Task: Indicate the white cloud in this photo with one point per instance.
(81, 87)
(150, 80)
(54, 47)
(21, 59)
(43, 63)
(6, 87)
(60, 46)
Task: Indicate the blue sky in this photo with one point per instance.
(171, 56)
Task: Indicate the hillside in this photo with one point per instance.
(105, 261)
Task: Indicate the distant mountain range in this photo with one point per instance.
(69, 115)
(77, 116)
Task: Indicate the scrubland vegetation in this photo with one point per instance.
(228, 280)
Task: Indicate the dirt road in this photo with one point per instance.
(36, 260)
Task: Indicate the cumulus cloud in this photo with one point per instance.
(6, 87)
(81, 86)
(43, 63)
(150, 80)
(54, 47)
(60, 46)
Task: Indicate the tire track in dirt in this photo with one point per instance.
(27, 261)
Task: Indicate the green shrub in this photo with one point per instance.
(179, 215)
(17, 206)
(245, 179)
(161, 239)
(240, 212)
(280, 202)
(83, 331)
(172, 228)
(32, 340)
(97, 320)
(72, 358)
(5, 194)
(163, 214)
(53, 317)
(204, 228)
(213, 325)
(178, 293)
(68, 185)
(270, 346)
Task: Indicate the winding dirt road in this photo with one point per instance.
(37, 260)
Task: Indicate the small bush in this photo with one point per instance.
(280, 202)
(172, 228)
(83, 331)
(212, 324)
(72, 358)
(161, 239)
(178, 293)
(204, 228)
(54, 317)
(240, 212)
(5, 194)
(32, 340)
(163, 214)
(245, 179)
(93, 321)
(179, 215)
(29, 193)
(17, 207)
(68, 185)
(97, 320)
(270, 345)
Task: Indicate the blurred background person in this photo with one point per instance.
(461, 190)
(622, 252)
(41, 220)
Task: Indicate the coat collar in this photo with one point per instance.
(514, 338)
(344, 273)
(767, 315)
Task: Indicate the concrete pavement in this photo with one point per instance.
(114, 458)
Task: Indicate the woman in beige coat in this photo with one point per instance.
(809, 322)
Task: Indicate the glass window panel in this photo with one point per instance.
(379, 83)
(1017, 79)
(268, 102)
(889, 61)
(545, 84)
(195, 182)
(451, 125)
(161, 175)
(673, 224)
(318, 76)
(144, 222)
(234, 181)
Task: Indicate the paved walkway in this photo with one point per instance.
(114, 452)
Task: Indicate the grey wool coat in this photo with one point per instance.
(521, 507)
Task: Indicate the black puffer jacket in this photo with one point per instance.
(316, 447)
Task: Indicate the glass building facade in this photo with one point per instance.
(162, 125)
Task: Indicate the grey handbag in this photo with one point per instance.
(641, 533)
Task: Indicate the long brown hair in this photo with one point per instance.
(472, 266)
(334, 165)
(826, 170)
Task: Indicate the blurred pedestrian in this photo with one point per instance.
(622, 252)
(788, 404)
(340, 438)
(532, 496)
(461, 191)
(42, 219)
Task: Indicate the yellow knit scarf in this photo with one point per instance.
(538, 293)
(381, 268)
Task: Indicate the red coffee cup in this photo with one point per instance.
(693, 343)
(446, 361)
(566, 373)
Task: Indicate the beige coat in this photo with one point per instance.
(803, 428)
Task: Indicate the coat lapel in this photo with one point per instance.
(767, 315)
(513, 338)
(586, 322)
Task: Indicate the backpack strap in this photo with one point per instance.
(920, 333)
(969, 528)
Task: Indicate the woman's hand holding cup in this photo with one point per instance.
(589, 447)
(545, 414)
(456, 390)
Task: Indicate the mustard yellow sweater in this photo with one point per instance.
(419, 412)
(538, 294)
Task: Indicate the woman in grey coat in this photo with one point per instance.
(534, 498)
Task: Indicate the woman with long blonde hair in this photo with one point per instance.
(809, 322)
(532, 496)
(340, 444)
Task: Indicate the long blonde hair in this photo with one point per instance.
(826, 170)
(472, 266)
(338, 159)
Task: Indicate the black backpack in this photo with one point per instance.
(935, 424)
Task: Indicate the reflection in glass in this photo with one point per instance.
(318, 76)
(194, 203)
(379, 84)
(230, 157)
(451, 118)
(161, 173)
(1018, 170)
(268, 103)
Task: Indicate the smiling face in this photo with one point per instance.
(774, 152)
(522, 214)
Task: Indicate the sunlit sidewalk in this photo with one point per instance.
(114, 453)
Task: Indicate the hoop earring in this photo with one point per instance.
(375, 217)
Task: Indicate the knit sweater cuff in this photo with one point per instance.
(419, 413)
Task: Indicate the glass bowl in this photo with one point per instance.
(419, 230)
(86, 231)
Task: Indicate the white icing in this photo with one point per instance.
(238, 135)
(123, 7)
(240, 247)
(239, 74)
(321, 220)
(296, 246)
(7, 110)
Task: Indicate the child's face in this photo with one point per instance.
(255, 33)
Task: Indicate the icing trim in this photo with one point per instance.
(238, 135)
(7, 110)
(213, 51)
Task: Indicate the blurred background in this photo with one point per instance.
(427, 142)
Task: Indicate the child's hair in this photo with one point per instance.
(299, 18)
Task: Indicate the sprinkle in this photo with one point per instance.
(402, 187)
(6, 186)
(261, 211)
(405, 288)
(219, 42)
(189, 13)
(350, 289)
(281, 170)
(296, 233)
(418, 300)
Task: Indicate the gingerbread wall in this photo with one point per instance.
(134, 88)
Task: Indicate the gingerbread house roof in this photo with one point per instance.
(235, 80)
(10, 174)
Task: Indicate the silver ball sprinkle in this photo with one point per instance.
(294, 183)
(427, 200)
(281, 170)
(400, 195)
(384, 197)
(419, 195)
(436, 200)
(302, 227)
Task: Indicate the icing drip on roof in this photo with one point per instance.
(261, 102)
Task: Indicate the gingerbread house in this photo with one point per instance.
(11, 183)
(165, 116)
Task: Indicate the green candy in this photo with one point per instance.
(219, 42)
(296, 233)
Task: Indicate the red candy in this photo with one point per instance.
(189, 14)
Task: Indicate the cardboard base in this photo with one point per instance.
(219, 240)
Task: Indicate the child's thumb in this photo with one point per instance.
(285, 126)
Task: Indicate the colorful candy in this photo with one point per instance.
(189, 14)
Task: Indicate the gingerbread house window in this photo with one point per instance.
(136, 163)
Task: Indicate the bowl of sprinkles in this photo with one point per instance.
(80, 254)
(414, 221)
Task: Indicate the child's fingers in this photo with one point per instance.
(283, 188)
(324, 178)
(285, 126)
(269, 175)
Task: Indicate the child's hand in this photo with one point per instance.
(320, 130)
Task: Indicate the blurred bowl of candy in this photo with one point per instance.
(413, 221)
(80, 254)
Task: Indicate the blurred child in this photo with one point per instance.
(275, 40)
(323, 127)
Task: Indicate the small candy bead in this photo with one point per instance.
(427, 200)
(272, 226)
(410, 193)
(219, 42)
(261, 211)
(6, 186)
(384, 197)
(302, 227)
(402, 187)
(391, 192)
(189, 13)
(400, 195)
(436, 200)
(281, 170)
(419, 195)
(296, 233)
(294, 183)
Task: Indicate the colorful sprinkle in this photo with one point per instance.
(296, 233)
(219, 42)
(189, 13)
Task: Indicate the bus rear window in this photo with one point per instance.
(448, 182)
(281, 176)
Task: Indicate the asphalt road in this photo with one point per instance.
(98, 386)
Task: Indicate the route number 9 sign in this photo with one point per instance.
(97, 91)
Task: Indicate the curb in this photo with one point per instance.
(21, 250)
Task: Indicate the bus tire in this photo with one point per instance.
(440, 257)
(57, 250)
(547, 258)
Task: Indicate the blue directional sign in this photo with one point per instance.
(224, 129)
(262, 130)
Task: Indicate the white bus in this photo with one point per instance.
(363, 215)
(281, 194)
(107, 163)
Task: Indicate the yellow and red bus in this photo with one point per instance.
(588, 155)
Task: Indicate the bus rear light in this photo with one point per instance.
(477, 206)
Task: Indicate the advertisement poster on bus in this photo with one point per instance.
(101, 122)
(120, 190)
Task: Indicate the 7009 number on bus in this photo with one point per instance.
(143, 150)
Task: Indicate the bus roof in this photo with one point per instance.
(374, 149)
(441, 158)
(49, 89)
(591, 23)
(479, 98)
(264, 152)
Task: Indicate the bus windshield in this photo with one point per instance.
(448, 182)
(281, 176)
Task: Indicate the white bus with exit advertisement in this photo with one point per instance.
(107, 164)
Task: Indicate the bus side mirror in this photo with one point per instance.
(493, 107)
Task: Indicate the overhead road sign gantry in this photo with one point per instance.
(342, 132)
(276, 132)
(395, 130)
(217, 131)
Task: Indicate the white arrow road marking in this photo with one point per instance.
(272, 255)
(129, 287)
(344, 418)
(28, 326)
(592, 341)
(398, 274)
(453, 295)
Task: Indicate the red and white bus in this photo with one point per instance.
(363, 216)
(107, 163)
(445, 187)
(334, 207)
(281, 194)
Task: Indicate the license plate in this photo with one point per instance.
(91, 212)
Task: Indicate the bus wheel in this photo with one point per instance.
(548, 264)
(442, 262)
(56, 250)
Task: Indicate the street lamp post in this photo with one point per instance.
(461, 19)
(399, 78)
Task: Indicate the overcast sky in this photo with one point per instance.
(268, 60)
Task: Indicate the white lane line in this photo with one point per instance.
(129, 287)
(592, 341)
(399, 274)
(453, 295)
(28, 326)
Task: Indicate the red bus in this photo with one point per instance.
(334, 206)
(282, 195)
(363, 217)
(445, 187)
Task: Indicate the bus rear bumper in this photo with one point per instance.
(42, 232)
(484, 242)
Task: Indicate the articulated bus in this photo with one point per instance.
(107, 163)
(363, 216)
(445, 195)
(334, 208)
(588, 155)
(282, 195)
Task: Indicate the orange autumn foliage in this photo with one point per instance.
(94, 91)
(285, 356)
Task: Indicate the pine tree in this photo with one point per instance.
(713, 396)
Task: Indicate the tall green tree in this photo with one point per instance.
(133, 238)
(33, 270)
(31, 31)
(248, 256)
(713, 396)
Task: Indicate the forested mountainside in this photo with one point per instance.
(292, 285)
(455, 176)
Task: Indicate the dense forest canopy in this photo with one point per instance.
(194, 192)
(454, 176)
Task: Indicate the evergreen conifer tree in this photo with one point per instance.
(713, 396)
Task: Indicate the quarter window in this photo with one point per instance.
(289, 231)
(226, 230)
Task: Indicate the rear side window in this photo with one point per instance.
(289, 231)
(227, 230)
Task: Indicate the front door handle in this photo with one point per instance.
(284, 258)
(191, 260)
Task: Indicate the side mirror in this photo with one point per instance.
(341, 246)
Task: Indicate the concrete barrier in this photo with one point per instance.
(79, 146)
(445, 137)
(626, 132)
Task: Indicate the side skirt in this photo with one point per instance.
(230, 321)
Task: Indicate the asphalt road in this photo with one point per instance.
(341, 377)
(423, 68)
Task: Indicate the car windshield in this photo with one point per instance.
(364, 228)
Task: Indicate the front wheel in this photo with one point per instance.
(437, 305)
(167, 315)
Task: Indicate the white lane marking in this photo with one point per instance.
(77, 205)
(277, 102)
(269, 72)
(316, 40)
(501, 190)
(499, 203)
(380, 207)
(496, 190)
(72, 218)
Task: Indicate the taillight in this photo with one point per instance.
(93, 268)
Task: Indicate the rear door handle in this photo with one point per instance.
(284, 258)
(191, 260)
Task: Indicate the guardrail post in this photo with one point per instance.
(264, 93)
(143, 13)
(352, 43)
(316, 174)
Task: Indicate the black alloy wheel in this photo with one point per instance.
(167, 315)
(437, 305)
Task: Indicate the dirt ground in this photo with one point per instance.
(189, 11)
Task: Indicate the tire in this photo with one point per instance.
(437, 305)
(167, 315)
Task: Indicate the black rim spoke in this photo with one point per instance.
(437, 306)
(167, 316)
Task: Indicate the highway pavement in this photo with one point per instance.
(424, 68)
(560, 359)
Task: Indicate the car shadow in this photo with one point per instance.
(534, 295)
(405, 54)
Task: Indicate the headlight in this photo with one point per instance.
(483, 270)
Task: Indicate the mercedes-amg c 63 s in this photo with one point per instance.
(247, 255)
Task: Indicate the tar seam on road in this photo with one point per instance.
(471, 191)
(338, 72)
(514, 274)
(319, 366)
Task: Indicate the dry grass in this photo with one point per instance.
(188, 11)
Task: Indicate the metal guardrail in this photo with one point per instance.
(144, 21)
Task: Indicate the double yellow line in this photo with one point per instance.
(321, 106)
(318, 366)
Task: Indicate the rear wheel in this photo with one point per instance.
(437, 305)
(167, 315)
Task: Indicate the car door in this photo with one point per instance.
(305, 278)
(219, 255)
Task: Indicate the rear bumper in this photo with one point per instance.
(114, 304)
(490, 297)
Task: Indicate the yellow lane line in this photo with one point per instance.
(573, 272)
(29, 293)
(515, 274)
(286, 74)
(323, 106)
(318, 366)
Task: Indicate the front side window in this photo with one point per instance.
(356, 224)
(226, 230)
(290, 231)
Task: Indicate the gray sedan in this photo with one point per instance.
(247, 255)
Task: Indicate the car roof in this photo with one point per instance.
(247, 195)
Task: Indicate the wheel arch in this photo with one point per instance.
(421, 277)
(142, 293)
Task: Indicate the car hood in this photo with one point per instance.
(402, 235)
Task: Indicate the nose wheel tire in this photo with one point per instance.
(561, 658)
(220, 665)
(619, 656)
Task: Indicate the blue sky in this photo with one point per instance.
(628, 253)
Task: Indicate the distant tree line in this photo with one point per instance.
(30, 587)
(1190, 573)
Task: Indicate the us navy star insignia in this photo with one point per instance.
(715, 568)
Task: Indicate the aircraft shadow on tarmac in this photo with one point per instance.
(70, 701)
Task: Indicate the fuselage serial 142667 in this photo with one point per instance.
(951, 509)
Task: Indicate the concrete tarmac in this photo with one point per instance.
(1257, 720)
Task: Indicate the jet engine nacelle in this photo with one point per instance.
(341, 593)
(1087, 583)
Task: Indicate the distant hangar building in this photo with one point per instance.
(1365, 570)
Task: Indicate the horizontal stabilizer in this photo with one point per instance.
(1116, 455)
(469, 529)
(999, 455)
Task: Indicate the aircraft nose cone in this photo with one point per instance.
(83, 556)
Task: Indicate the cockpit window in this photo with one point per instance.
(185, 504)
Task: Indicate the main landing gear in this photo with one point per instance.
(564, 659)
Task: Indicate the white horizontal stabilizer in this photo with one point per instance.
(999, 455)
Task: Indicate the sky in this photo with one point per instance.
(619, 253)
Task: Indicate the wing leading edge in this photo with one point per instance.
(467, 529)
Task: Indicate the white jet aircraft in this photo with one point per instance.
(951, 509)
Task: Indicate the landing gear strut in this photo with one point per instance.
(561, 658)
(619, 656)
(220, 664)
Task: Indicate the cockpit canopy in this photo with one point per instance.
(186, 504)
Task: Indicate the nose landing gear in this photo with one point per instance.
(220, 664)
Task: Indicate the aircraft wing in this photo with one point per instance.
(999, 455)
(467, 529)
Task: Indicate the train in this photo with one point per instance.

☆ ☆ ☆ ☆ ☆

→ The task
Nothing should appear in the answer except the lines from the one with "Task: Indicate the horizontal" through the final line of the records, written exactly.

→ Response
Task: Indicate the horizontal stabilizer in this photo with one point per instance.
(1116, 455)
(469, 529)
(999, 455)
Task: Indicate the aircraft nose cone in this photo with one point per instance.
(83, 556)
Task: Indicate the cockpit window in this photo with one point per instance.
(185, 504)
Task: Indicate the main landing gear in this photo with one point per instance.
(564, 659)
Task: Indicate the white horizontal stabilizer in this photo with one point per instance.
(999, 455)
Task: Indicate the sky in this photo with one point per instance.
(619, 253)
Task: Indicate the wing leading edge in this photo with one point per instance.
(467, 529)
Task: Indicate the white jet aircraft in this photo with one point per instance.
(951, 509)
Task: Indicate the landing gear strut in this photo with one point per instance.
(561, 658)
(619, 656)
(220, 664)
Task: Indicate the cockpit canopy in this photo with one point per instance.
(186, 504)
Task: Indicate the nose landing gear in this photo with one point per instance.
(220, 664)
Task: Indicate the aircraft wing in this photo with one point per instance.
(999, 455)
(467, 529)
Task: Indicate the train in this photo with one point per instance.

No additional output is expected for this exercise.